## Consigne écrite 1
Répondez brièvement aux questions suivantes à partir du texte fourni ci-dessous.
(a) En quelles années Charles Pasqua est-il arrivé place Beauvau ?
(b) Selon le texte, comment s'explique la corrélation entre les déclarations de Pasqua et les percées du Front National ?
(c) Quels parcours faut-il comparer pour se convaincre du rôle de la personnalité du ministre de l'Intérieur ?

## Texte fourni
--------------------
Il convient tout d’abord de noter que cette situation n’est peut-être pas si nouvelle qu’il y paraît. En effet, l’arrivée d’une droite décomplexée au pouvoir et celle d’un ministre de l’Intérieur tonitruant et gesticulant fait immanquablement penser à celle de Charles Pasqua place Beauvau en 1986 ou en 1993. À l’époque, Pasqua annonçait que « la peur allait changer de camp » et qu’il allait « terroriser les terroristes ». Et pourtant, dans les deux cas, ces déclarations fracassantes se sont accompagnées des percées électorales les plus spectaculaires du Front National, au grand désespoir de la droite. Et, de fait, la corrélation entre les deux phénomènes semblait simple à expliquer : les électeurs préfèrent toujours l’original à la copie. Il semble donc judicieux, pour mettre en perspective l’attitude de Sarkozy face au FN, de la comparer à celle de son homologue de droite dans les années 1980 et 1990.

Sarko n’est pas Pasqua

Notons que la personnalité du sinistre de l’Intérieur joue ici un rôle non négligeable : il suffit de comparer le parcours de Pasqua et celui de Sarkozy pour s’en convaincre.
--------------------
## Consigne écrite 2
Recopiez sans aucune modification chacune des lignes de la liste ci-dessous, de la première à la dernière.

## Lignes
--------------------
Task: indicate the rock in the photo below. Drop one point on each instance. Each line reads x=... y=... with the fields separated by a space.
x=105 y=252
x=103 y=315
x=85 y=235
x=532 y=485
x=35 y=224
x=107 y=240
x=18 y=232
--------------------
## Corrigé détaillé 1
(a) En 1986 et en 1993.
(b) Les électeurs préfèrent toujours l'original à la copie.
(c) Le parcours de Pasqua et celui de Sarkozy.

## Corrigé détaillé 2
Task: indicate the rock in the photo below. Drop one point on each instance. Each line reads x=... y=... with the fields separated by a space.
x=105 y=252
x=103 y=315
x=85 y=235
x=532 y=485
x=35 y=224
x=107 y=240
x=18 y=232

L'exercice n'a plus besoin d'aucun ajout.